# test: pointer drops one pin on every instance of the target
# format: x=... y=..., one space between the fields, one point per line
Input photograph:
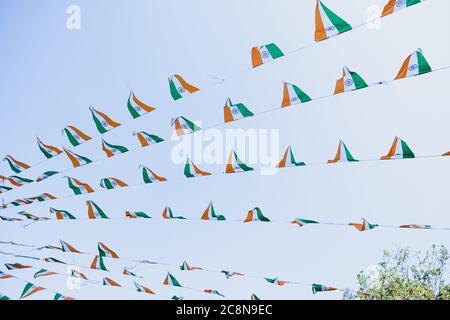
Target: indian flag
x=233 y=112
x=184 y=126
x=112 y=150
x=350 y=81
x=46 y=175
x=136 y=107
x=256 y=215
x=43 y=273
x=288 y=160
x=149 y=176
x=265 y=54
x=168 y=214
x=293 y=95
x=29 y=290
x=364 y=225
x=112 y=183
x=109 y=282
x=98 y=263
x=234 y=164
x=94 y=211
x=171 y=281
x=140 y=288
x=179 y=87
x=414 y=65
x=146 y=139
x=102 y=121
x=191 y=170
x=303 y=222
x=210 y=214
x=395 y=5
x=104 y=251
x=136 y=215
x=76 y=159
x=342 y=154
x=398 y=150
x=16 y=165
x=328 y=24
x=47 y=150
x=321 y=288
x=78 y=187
.....
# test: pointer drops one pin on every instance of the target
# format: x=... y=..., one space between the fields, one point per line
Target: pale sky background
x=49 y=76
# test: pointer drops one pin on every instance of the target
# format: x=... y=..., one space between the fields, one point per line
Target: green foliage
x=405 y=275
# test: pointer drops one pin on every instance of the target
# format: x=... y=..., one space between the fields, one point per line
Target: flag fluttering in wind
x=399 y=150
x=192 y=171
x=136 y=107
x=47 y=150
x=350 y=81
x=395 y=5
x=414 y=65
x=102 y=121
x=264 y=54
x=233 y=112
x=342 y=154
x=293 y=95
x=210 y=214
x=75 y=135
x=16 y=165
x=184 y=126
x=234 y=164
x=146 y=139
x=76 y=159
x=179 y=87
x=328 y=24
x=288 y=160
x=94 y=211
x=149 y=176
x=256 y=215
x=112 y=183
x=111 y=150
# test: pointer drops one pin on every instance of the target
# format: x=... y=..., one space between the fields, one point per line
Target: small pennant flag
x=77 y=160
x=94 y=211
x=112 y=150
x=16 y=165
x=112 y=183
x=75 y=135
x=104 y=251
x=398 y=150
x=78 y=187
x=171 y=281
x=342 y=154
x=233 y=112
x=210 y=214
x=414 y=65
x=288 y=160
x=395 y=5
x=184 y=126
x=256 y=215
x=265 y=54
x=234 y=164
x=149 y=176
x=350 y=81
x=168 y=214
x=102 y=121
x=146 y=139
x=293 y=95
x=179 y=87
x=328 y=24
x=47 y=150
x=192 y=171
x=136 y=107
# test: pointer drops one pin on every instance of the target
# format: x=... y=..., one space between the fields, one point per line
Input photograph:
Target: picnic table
.....
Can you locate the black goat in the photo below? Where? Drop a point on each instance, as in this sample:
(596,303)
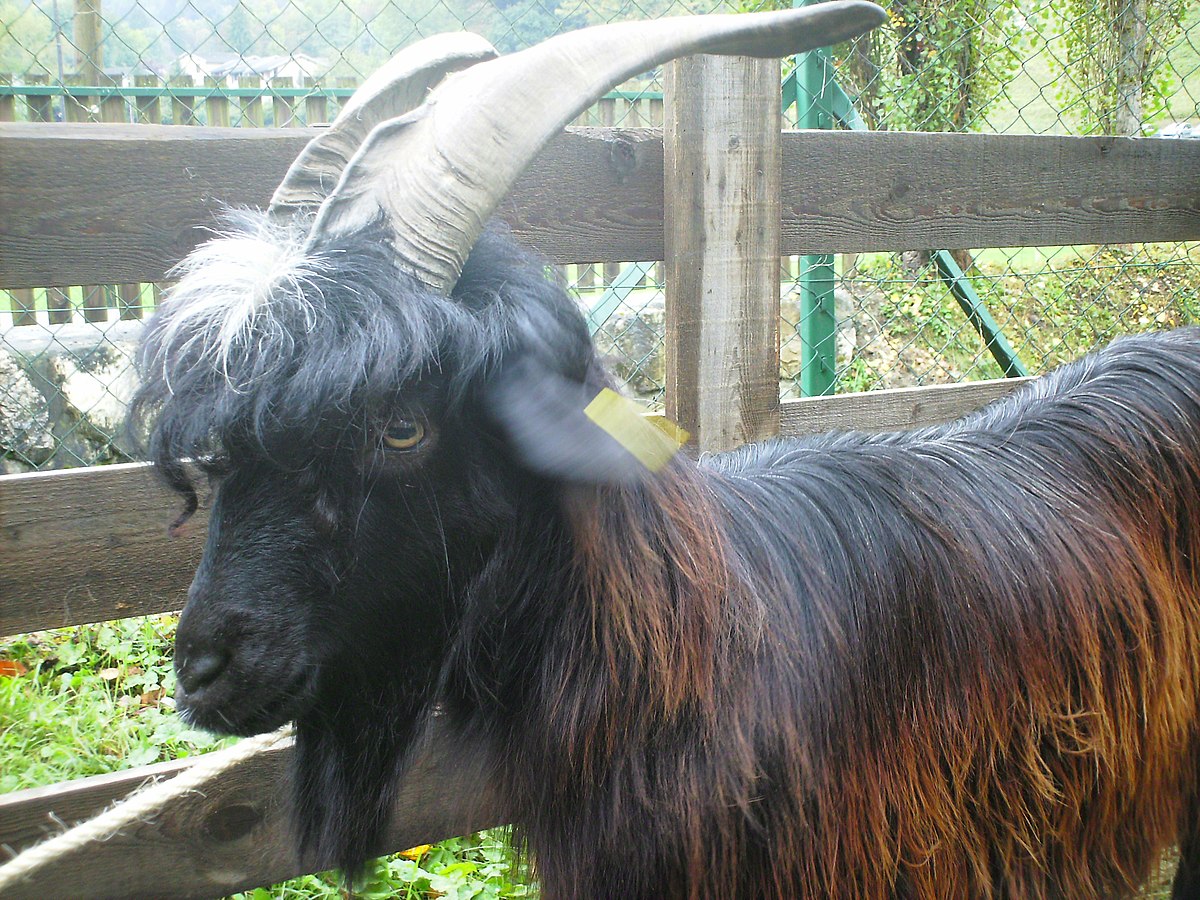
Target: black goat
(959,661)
.....
• Exercise description: From the records above, keep only the lines that contain the string "flag", treating uppercase and lowercase as different.

• Exercise answer:
Target: indian flag
Target: flag fluttering in wind
Target: small pennant flag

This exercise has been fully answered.